━━ ИСХОДНЫЙ ТЕКСТ ━━

Так 26 мая 1940 года родилось мое письмо Ире Серебряковой с предложением брака.
В конце июля меня отправили в больницу. Моими попутчиками до столицы лагерного отделения – Нижней Поймы – были уголовники, которых вызвали на освобождение по отбытию срока. Три километра от лагпункта до поезда на Пойму, они почти бежали, я едва поспевал за ними на забинтованных ногах, конвоир подгонял.
Три больничные недели в августе принесли мне исцеление от фурункулеза. Но, кроме того, в те дни меня нашло очередное письмо Иры. Майское мое признание, пробиваясь через частокол цензуры, еще не успело дойти до нее, от строк веяло ровным дыханием устоявшейся дружбы, не более того. Письмо было написано в июне, Ира, сдав зачеты, собиралась на летний отдых в Белоруссию. Вернется осенью, и тут – откровение в ожидавшем ее сибирском послании. Что дальше? Одно дело переписываться с товарищем по университету, сочувствовать и даже сердцем переживать его беду, помогать ему, внушая мысль, что о нем помнят, – и другое дело брак, соединение на всю жизнь. Судьба человека, объявленного «врагом народа»… Конечно, все это обвинение – преступный вздор… Но враги этого «врага» наделены огромной властью, «враг» до конца своих дней останется отверженным, общество от него отвернулось навсегда и… его судьба распространится на всех, кто будет с ним связан: жену, детей… Но ведь у каждого – одна жизнь и он хочет себе счастья… «Дорогой, единственный друг, оказавшийся в Сибири, в заключении, должен это понять… Милый, ты, конечно, поймешь, что я не могла решить иначе, и простишь меня…»

━━━

Процитируйте целиком и без единого изменения приведенный выше отрывок о письме Ире Серебряковой.

━━ ИЗВЛЕЧЕННЫЕ ДАННЫЕ ━━

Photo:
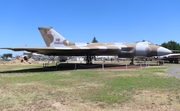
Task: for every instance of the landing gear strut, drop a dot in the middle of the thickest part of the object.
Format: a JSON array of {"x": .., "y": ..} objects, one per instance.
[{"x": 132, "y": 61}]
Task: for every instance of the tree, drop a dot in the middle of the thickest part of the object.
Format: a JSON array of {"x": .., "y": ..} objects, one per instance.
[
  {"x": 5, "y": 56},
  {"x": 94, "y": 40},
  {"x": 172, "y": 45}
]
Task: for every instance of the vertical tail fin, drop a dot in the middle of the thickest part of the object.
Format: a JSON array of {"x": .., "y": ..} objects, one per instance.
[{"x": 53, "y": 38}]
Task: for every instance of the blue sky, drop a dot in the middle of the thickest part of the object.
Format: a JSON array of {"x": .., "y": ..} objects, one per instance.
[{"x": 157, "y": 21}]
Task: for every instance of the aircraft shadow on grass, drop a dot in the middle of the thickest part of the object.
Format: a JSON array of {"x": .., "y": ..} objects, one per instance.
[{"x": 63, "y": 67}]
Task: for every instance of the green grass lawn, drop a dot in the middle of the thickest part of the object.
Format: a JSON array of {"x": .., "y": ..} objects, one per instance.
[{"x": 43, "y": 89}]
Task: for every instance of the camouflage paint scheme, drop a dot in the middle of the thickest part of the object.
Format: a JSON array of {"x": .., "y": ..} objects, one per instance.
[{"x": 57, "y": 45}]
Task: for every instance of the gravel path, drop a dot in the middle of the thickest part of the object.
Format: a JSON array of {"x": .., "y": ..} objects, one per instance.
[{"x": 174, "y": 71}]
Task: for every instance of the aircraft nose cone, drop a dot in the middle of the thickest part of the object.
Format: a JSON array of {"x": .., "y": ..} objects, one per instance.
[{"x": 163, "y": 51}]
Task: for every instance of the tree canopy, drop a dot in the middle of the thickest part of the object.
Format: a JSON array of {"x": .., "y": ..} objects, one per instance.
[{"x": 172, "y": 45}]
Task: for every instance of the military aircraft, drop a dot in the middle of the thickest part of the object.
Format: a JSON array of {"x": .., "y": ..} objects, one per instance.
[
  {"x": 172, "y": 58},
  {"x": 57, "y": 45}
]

━━━

#### [ПОЛЕ ОТВЕТА]
Так 26 мая 1940 года родилось мое письмо Ире Серебряковой с предложением брака.
В конце июля меня отправили в больницу. Моими попутчиками до столицы лагерного отделения – Нижней Поймы – были уголовники, которых вызвали на освобождение по отбытию срока. Три километра от лагпункта до поезда на Пойму, они почти бежали, я едва поспевал за ними на забинтованных ногах, конвоир подгонял.
Три больничные недели в августе принесли мне исцеление от фурункулеза. Но, кроме того, в те дни меня нашло очередное письмо Иры. Майское мое признание, пробиваясь через частокол цензуры, еще не успело дойти до нее, от строк веяло ровным дыханием устоявшейся дружбы, не более того. Письмо было написано в июне, Ира, сдав зачеты, собиралась на летний отдых в Белоруссию. Вернется осенью, и тут – откровение в ожидавшем ее сибирском послании. Что дальше? Одно дело переписываться с товарищем по университету, сочувствовать и даже сердцем переживать его беду, помогать ему, внушая мысль, что о нем помнят, – и другое дело брак, соединение на всю жизнь. Судьба человека, объявленного «врагом народа»… Конечно, все это обвинение – преступный вздор… Но враги этого «врага» наделены огромной властью, «враг» до конца своих дней останется отверженным, общество от него отвернулось навсегда и… его судьба распространится на всех, кто будет с ним связан: жену, детей… Но ведь у каждого – одна жизнь и он хочет себе счастья… «Дорогой, единственный друг, оказавшийся в Сибири, в заключении, должен это понять… Милый, ты, конечно, поймешь, что я не могла решить иначе, и простишь меня…»